**TASK ITEM:** All pictures are to be skipped; retype only the lines from the top of the entries through the line with "[pin] suspension bridge", both included.

_ _ _ _ _

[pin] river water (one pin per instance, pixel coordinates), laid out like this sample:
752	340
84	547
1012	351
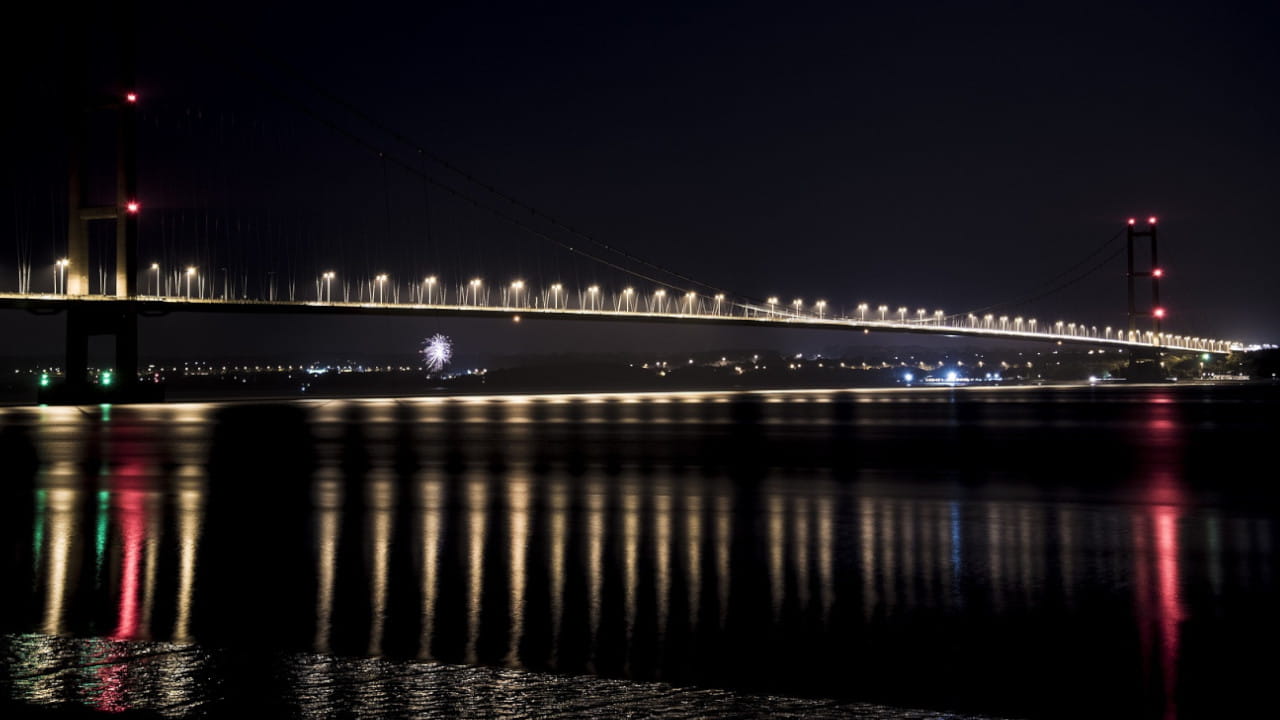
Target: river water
1038	552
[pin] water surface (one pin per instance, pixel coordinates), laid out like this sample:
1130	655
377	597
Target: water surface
1042	552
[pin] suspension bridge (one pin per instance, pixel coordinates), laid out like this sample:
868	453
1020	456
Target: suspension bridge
242	263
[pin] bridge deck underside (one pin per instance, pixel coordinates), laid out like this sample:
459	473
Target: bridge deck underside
155	306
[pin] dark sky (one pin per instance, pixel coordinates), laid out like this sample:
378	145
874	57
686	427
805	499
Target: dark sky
947	155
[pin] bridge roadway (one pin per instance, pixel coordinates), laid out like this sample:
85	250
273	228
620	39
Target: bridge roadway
736	314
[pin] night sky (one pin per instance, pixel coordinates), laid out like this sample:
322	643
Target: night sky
951	155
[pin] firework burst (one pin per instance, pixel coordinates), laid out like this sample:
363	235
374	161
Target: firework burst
437	352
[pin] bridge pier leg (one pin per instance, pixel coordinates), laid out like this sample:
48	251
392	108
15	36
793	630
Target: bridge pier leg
119	320
1144	365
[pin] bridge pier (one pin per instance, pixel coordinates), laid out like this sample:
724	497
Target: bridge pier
120	322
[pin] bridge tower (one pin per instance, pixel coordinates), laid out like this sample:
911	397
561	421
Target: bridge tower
1153	273
1144	364
118	317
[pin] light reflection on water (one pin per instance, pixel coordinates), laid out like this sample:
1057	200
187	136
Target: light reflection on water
937	550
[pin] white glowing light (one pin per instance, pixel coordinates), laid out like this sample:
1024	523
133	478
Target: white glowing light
437	352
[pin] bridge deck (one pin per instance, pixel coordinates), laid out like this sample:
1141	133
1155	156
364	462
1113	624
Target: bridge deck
746	315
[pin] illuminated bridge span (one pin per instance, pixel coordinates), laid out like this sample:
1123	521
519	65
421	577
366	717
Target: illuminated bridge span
627	305
425	238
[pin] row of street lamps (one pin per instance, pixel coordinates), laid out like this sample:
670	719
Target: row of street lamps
430	291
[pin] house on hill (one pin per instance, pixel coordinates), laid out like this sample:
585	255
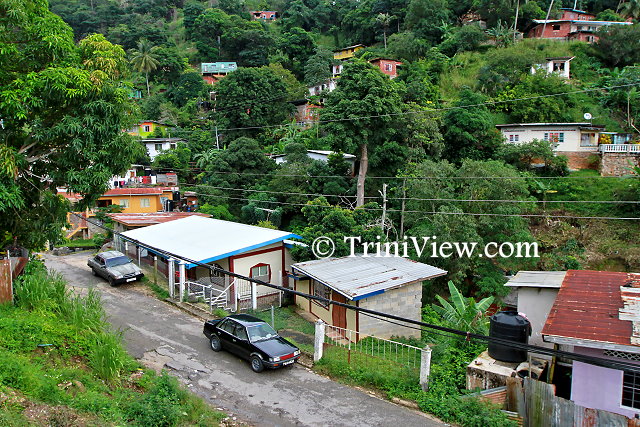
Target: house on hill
388	284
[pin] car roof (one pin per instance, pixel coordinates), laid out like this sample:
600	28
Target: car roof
111	254
245	319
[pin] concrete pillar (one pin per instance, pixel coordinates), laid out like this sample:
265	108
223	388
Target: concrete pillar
182	270
425	368
172	277
318	342
254	296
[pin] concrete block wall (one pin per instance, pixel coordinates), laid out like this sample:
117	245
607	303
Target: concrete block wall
405	301
618	164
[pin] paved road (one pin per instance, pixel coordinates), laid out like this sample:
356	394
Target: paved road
162	336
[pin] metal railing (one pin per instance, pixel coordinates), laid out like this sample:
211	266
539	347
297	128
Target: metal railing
356	345
620	148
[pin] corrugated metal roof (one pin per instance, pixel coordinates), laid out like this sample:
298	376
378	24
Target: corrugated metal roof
537	279
360	277
206	239
587	307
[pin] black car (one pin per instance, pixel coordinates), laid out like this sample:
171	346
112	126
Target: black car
252	339
114	266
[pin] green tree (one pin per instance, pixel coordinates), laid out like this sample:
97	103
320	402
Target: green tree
144	59
63	110
363	92
463	313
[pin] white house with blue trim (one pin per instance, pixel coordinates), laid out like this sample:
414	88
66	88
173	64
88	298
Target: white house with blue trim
390	284
244	249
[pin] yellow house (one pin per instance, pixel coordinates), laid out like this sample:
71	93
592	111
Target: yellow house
347	52
137	200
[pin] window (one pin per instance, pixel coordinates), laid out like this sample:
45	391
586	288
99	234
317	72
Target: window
631	390
321	291
261	270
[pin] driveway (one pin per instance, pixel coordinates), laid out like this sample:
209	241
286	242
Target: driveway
160	336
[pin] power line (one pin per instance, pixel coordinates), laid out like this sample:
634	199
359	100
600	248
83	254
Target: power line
466	334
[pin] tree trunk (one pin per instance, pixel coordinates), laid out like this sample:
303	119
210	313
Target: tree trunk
362	174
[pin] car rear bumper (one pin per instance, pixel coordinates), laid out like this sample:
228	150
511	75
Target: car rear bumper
280	364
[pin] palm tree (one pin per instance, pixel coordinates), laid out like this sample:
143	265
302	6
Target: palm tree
385	20
631	9
463	313
144	60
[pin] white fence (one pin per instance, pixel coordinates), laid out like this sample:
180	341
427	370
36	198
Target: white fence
620	148
359	349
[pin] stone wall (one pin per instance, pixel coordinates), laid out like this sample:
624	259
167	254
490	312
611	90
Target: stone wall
405	301
618	164
580	160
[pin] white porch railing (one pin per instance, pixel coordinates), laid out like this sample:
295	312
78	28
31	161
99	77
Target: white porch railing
620	148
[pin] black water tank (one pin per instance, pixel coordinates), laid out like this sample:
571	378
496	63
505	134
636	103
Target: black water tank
508	325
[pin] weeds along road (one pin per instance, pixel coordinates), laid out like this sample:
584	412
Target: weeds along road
161	336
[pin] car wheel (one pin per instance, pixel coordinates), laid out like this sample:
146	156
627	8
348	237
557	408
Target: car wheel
256	364
216	345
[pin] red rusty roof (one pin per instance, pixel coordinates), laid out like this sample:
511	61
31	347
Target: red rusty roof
144	219
587	307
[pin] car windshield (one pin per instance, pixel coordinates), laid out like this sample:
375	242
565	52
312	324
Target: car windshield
121	260
261	332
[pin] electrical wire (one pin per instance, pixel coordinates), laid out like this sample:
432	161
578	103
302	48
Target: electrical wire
466	334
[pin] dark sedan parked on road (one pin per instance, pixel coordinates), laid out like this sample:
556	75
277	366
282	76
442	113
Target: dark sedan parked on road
252	339
115	267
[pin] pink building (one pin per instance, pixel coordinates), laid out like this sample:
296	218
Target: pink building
572	25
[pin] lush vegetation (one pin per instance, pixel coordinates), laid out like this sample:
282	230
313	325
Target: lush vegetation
60	359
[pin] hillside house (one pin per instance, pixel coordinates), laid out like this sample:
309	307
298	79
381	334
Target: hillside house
559	66
214	71
248	250
389	284
265	15
596	313
572	25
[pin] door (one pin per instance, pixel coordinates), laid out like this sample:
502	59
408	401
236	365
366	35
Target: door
339	314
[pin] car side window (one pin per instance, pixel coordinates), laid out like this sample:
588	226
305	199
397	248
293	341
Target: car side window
228	326
241	333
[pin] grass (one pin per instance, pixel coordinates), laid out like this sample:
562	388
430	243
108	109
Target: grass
58	355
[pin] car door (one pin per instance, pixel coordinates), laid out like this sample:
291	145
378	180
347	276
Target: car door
243	344
227	330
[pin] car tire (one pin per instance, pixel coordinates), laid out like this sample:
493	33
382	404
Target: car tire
256	363
216	345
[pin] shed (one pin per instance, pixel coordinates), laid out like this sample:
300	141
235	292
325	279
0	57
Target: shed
387	284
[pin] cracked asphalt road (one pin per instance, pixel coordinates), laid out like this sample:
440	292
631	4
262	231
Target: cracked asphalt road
161	336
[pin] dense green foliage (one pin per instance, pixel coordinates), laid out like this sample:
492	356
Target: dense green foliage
58	352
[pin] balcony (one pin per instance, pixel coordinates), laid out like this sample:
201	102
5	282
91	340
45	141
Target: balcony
620	148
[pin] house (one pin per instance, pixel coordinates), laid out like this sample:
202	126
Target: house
557	65
347	52
322	155
597	313
140	200
387	66
265	15
535	292
214	71
156	146
573	25
128	221
577	141
147	127
391	285
248	250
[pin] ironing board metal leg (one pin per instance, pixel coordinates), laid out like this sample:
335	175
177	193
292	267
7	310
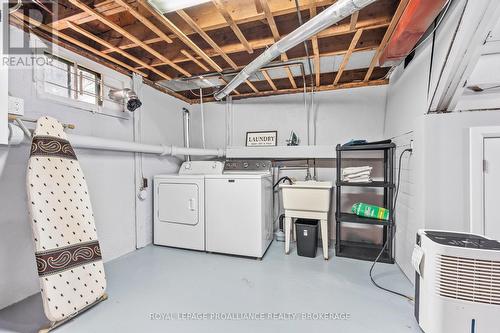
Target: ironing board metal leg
56	324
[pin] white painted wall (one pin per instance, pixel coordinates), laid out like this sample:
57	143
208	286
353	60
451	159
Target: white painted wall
110	177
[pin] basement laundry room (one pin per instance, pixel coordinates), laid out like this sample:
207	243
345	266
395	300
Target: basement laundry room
250	166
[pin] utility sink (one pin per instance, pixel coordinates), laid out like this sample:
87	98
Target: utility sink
307	196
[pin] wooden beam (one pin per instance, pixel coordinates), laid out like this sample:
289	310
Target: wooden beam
74	41
117	50
107	8
145	21
223	11
212	43
324	54
390	30
276	36
258	6
347	56
269	80
185	39
206	37
264	42
350	85
270	20
250	84
354	21
196	61
314	40
236	92
126	34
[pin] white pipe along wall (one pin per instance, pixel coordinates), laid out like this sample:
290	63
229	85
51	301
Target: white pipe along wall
91	142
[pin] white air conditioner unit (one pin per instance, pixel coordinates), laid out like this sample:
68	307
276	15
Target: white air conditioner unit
457	283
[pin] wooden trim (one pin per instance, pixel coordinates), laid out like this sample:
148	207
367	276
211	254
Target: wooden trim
269	80
223	11
74	41
91	36
347	56
196	61
126	34
185	39
390	30
301	90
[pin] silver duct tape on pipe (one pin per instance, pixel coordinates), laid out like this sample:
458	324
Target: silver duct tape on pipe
91	142
328	17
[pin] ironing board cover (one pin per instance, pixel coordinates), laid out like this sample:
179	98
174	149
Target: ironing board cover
67	252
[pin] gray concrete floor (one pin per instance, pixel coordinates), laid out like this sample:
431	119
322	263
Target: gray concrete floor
166	281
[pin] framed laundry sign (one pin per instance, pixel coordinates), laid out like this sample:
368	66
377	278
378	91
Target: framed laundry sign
262	138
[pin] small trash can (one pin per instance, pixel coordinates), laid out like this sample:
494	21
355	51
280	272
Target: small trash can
307	237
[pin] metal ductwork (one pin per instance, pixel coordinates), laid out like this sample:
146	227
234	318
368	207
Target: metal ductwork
333	14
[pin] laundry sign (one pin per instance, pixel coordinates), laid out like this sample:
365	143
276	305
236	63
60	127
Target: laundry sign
263	138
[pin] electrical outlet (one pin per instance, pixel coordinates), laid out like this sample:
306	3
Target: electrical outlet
16	106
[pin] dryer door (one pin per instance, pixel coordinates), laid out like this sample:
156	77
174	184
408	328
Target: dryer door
178	203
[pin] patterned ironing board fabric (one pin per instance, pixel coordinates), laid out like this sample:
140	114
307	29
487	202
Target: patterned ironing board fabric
68	256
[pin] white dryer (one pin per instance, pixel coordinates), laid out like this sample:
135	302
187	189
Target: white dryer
238	209
179	205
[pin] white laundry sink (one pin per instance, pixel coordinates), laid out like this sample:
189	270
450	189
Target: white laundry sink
307	196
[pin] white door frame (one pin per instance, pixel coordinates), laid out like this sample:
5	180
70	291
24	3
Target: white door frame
476	174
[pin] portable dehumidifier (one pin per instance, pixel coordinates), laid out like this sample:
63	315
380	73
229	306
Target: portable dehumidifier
457	283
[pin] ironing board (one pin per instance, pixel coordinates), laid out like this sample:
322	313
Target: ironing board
68	256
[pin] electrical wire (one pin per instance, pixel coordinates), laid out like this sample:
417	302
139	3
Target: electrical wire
386	242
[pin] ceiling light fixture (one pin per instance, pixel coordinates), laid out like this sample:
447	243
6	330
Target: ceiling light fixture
167	6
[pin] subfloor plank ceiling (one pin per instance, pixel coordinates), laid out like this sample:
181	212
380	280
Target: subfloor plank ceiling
204	46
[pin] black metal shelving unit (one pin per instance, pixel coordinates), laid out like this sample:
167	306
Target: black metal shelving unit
360	250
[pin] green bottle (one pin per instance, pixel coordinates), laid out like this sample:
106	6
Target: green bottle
371	211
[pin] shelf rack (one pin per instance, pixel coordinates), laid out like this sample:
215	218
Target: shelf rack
361	250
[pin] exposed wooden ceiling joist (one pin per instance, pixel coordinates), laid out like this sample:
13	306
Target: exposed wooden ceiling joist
347	56
263	42
212	43
123	53
223	34
179	34
276	36
37	24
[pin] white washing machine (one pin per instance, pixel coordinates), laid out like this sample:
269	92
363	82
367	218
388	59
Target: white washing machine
238	209
179	205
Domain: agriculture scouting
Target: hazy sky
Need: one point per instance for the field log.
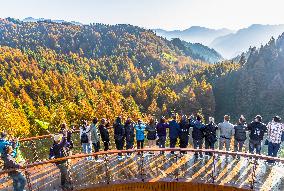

_ _ _ _ _

**THE ANSWER:**
[pin] river water (one pin per instance, pixel coordinates), laid out like this sample:
752	340
84	547
1012	351
Target: river water
1038	552
[pin] water surface (one pin per instance, pixel coordinates), laid out like this sample:
1130	655
377	597
Target: water surface
1042	552
[pin] suspension bridge (one pin per instance, pixel coordinates), laid out like this sample:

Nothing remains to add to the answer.